Stored entries
══════════════════════════════

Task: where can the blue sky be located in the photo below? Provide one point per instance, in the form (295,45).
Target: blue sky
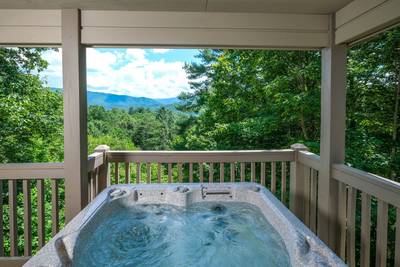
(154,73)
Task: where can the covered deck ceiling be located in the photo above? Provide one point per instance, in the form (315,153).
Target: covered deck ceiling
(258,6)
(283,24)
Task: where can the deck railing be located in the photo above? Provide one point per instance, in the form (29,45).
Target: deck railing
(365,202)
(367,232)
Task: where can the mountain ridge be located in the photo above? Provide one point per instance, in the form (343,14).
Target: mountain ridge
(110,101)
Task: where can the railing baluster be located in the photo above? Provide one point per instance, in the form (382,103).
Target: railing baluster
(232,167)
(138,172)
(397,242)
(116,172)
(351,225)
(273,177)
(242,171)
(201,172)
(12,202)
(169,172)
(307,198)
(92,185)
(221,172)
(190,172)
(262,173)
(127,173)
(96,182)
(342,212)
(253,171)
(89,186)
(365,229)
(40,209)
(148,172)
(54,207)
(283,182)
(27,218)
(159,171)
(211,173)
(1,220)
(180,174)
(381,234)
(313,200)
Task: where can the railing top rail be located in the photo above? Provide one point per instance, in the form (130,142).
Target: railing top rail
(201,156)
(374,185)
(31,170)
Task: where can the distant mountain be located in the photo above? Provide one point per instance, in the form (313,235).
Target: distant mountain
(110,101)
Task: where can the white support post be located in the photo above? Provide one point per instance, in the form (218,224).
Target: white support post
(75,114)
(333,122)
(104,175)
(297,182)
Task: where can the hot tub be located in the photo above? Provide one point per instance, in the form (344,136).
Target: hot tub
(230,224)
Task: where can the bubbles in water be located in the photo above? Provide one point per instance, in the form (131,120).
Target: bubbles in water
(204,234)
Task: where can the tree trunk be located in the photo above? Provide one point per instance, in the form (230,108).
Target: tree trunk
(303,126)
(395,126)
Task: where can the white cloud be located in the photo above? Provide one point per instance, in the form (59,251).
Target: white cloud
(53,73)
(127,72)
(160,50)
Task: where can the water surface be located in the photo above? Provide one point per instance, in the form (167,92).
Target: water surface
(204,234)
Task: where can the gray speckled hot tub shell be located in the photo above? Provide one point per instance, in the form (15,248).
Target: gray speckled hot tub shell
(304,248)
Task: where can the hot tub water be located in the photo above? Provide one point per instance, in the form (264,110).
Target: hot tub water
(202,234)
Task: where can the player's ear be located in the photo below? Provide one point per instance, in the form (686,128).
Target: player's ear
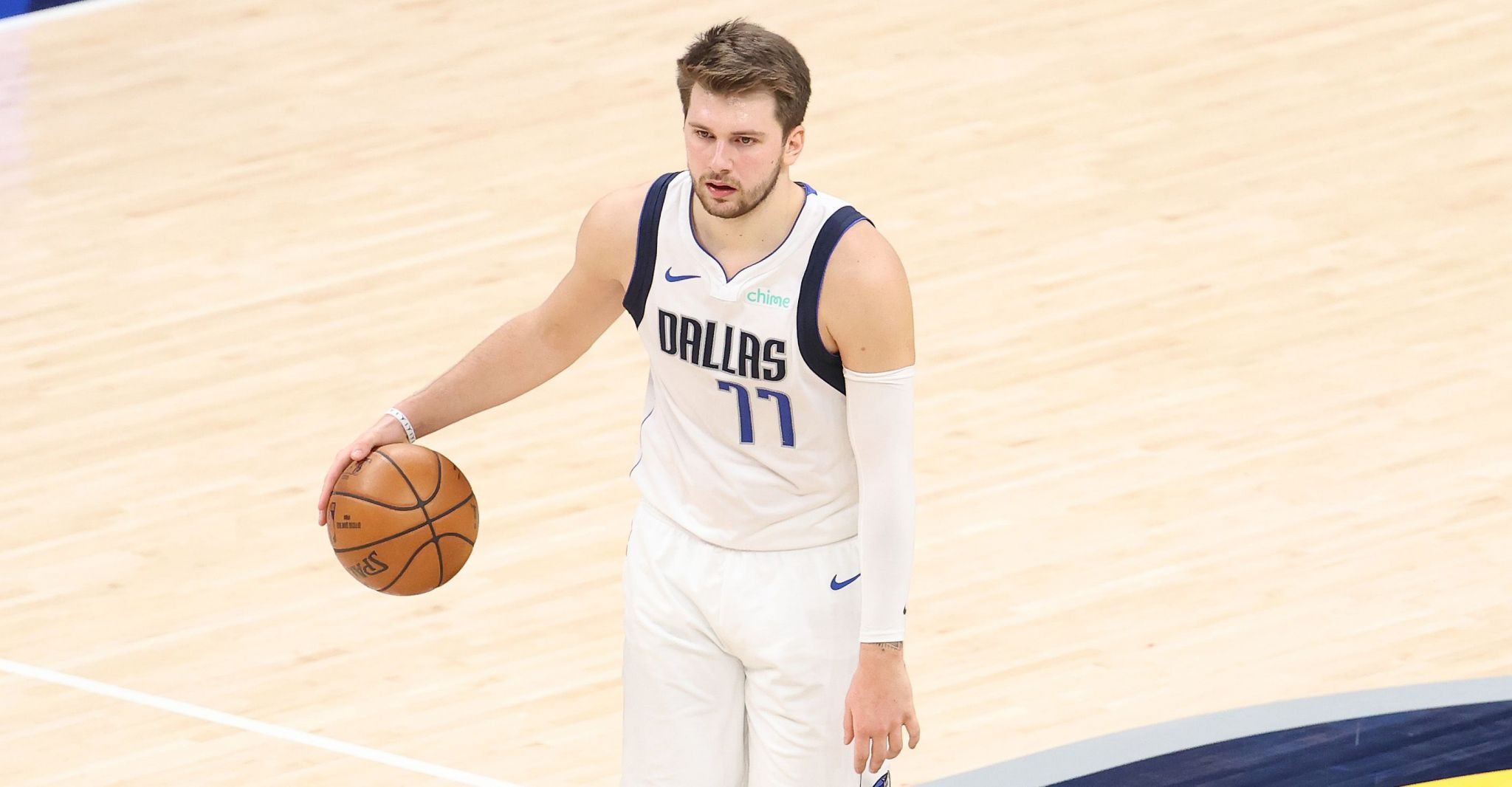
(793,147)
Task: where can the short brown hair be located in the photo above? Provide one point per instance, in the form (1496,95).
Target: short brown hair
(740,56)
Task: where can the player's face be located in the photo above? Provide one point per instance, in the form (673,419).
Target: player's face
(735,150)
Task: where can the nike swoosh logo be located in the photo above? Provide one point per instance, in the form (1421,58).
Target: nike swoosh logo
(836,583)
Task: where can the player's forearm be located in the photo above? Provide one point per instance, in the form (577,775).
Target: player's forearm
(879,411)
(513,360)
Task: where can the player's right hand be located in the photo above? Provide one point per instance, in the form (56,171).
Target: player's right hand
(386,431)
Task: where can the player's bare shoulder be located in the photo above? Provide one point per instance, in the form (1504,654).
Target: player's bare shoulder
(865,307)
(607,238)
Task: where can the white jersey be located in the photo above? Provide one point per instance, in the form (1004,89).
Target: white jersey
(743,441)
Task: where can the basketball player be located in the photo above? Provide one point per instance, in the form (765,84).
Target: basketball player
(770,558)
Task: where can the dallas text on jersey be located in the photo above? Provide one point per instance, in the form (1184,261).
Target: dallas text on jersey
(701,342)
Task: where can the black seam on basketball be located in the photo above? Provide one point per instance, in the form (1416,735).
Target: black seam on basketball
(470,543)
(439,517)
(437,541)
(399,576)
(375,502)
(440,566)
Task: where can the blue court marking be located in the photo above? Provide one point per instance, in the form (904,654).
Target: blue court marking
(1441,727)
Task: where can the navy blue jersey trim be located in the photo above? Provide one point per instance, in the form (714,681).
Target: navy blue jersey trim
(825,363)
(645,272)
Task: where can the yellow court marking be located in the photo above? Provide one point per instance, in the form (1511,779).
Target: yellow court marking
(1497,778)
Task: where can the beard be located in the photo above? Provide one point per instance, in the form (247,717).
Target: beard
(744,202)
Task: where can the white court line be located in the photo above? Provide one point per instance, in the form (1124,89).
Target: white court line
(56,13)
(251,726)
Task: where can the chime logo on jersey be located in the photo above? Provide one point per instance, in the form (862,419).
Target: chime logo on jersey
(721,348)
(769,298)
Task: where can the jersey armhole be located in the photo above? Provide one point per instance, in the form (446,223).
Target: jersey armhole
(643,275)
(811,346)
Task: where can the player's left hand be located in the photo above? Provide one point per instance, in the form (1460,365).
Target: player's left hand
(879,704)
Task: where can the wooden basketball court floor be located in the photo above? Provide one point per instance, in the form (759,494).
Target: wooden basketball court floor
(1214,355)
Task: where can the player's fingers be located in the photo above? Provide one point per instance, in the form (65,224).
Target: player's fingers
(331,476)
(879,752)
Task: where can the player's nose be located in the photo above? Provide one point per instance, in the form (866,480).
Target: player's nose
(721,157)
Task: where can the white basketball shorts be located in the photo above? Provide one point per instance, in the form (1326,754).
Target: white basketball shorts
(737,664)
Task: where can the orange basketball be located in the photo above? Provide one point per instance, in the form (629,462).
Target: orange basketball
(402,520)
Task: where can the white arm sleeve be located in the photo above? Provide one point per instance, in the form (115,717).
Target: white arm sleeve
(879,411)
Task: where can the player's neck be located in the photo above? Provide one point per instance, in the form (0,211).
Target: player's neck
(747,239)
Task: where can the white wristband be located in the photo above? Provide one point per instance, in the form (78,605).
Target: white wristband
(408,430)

══════════════════════════════

> TASK TO COMPLETE:
Output every entry word for word, but omit the pictures.

> SOLUTION TO THE PROBLEM:
Task: where can the blue sky be located in the photo below? Provide one point per instance, in the form (295,45).
Target: blue sky
(154,73)
Task: where can the covered deck ceiling be located in the photo above? Provide one point per instance, in the form (315,153).
Target: covered deck ceiling
(258,6)
(283,24)
Task: where can the deck railing be located in the photo above? Provide one point per instance, in the form (29,45).
Target: deck railing
(365,202)
(367,232)
Task: where can the mountain ridge be located in the photo above? Provide one point per instance, in the form (343,14).
Target: mountain ridge
(110,101)
Task: where can the railing baluster be located in the photo above? Provide one point per instance, in the form (382,103).
Target: railing baluster
(232,167)
(138,172)
(397,242)
(116,172)
(351,225)
(273,177)
(242,171)
(201,172)
(12,202)
(169,172)
(307,198)
(92,185)
(221,172)
(190,172)
(262,173)
(127,173)
(96,182)
(342,212)
(253,171)
(89,186)
(365,229)
(40,209)
(148,172)
(54,207)
(283,182)
(27,218)
(159,171)
(211,173)
(1,220)
(180,174)
(381,234)
(313,200)
Task: where can the railing top rail be located in the photo above? Provide one point per instance, in the form (130,142).
Target: railing top rail
(201,156)
(374,185)
(31,170)
Task: where can the distant mountain be located in the photo above? Provide one point per instance, in the form (313,235).
Target: distant mountain
(110,101)
Task: where can the white support post be located in the photo above? Provide one point per instance, in the form (218,224).
Target: white support post
(75,114)
(333,122)
(104,175)
(297,182)
Task: where can the hot tub be located in the photo above? Provide one point per instance, in the form (344,136).
Target: hot tub
(230,224)
Task: where can the bubbles in water be located in the photo above? Provide one point per instance, in the form (131,120).
Target: bubbles in water
(204,234)
Task: where can the tree trunk be located in the photo above? Provide one point per instance, in the form (230,108).
Target: tree trunk
(303,126)
(395,126)
Task: where can the white cloud be located in the photo above? Provide one point per instance, in the form (59,251).
Target: white cloud
(53,73)
(127,72)
(160,50)
Task: where can the water surface be located in the photo above? Provide one point per instance, in the form (167,92).
Target: water surface
(204,234)
Task: where can the gray speckled hot tub shell be located in the photo above? Provide one point per instance, in the form (15,248).
Target: gray speckled hot tub shell
(304,248)
Task: where can the hot tub water be located in the photo above? Provide one point per instance, in the form (264,110).
Target: hot tub water
(202,234)
Task: where can the player's ear be located in the photo below? Provide one point per instance, in the form (686,128).
Target: player's ear
(793,147)
Task: where can the short brown hair be located in the photo above? Provide one point per instance, in the form (1496,95).
Target: short brown hair
(740,56)
Task: where can the player's face be located in the photo above? Provide one point per instance, in the form (673,419).
Target: player's face
(735,150)
Task: where can the nike swoosh logo be located in the photo above? Provide one point per instance, in the form (1421,58).
Target: nike swoosh logo
(836,583)
Task: where can the player's forearm be located in the photo above? Provide one point per instance, in the form (577,775).
Target: player's forearm
(879,411)
(513,360)
Task: where can the player's right hand be located in the photo above? Provide one point per instance, in the form (56,171).
Target: player's right hand
(386,431)
Task: where can the player's bare shoulder be located in the photo above? Provide one point per instance, in the form (1504,654).
Target: player's bare shoulder
(865,307)
(607,238)
Task: where can the white jersey be located in the photo above? Provide one point per instance, in the form (1004,89).
Target: white jersey
(743,441)
Task: where can the basketball player be located in the photo above? Provide one point per instance, in the form (765,84).
Target: basketball player
(770,558)
Task: where can the dallas text on jersey be located in the photo above? Provide one point per instance, in the form (1184,261).
Target: dallas text on jersey
(701,342)
Task: where can the black seam on basketball be located in the photo above? Provide one point per instance, in the form (1416,735).
Target: black seam on basketball
(470,543)
(439,517)
(437,541)
(399,576)
(375,502)
(440,566)
Task: where can the blue court marking be located in the photo above? Provide one point per instance, in the form (904,654).
Target: blue court marking
(1441,727)
Task: where can the navy blue jersey trim be located in the photo above? Provide one point per instance, in the form (714,681).
Target: navy blue jersey trim
(825,363)
(645,272)
Task: where can the yellow court marking be located in the photo above? Provide one point per instance, in the form (1511,779).
Target: yellow court marking
(1497,778)
Task: where can the beard be located in the photo above? Provide one point per instance, in the form (247,717).
Target: beard
(744,202)
Task: where can the white court line be located in the photo above? Provide one point per instance, in the form (1124,89).
Target: white court line
(56,13)
(251,726)
Task: where can the chime logo on jersey be located in the photo above? Provide one point per instance, in the form (862,419).
Target: chime logo on jersey
(721,348)
(769,298)
Task: where can the jersey armhole be located in the photo above? Provide one point per instance, in the form (446,223).
Target: jersey armhole
(643,275)
(811,346)
Task: where can the player's left hand be located in the photo above? Provide one point per instance, in the form (1460,365).
Target: player's left hand
(879,704)
Task: where can the wooden basketball court floor be located in the photo above? Provide one point per instance, in the form (759,494).
Target: wooden basketball court floor
(1214,355)
Task: where can the player's fingers be located in the photo above? Provide one point per instance, in the form (65,224).
Target: player's fingers
(331,476)
(879,752)
Task: where can the player's nose be located in the photo above? Provide one point per instance, in the form (866,480).
Target: player's nose
(721,157)
Task: where can the white basketball shorts be located in the photo above? Provide one point per instance, in the form (1326,754).
Target: white basketball shorts
(737,664)
Task: where can the orange basketball be located in the photo above? Provide one point per instance, in the form (629,462).
Target: orange basketball
(402,520)
Task: where can the white arm sleeve be located in the photo above? Provide one point per instance, in the form (115,717).
Target: white arm sleeve
(879,411)
Task: where can the player's neck be located in the photo above? Provide one point per instance, in the form (0,211).
Target: player's neck
(747,239)
Task: where can the white wristband be located in the photo above? Provide one point per instance, in the form (78,605).
Target: white wristband
(408,430)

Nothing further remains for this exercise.